Objective: How many lines in the listing below include the string "jeans"? Reply with the number alone.

start Records for the task

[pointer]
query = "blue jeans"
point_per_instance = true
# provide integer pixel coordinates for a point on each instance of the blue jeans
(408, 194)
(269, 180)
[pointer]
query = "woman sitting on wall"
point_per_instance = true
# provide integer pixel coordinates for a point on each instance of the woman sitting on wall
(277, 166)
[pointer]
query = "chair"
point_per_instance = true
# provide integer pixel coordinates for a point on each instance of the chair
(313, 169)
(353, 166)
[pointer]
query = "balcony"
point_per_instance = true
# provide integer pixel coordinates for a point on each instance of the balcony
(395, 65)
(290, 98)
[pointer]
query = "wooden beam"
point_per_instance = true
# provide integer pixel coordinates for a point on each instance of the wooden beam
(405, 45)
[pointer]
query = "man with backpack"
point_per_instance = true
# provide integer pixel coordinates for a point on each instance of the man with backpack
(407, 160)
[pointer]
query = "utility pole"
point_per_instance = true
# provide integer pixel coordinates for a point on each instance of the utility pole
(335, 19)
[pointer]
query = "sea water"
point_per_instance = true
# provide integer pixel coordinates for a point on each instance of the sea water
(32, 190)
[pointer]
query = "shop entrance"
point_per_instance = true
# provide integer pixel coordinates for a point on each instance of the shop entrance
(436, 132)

end Records for the task
start Records for the task

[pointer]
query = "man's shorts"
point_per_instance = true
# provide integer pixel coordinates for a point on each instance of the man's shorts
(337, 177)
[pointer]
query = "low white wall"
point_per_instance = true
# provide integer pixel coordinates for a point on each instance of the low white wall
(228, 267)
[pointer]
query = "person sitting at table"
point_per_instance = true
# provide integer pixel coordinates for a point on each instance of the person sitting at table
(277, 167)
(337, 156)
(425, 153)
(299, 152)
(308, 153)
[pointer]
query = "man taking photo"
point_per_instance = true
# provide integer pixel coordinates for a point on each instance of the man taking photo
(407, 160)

end Records for the task

The answer: 2